[Prompt] Render every line of the records below as a JSON list of strings, one string per line, and leave out any blank lines.

___ Stored rows ___

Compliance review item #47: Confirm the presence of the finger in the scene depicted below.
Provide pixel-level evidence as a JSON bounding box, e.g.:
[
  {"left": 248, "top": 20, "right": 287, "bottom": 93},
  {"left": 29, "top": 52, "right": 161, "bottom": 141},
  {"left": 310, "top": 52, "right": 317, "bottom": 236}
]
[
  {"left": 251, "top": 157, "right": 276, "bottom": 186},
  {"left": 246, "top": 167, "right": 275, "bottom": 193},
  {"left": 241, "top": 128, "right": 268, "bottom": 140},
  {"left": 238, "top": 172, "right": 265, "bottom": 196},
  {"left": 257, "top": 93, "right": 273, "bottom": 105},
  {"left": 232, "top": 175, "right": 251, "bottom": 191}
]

___

[Answer to the task]
[
  "Compliance review item #47: Confirm the presence of the finger in the scene depicted below.",
  "Provide pixel-level evidence as a JSON bounding box, e.g.:",
  "[",
  "  {\"left\": 248, \"top\": 20, \"right\": 287, \"bottom\": 93},",
  "  {\"left\": 29, \"top\": 52, \"right\": 161, \"bottom\": 141},",
  "  {\"left\": 310, \"top\": 52, \"right\": 317, \"bottom\": 236}",
  "]",
  "[",
  "  {\"left\": 251, \"top\": 157, \"right\": 276, \"bottom\": 186},",
  "  {\"left\": 246, \"top\": 167, \"right\": 275, \"bottom\": 193},",
  "  {\"left\": 241, \"top\": 128, \"right\": 268, \"bottom\": 140},",
  "  {\"left\": 238, \"top\": 172, \"right\": 265, \"bottom\": 196},",
  "  {\"left\": 257, \"top\": 93, \"right\": 273, \"bottom\": 105},",
  "  {\"left\": 232, \"top\": 175, \"right\": 251, \"bottom\": 191}",
  "]"
]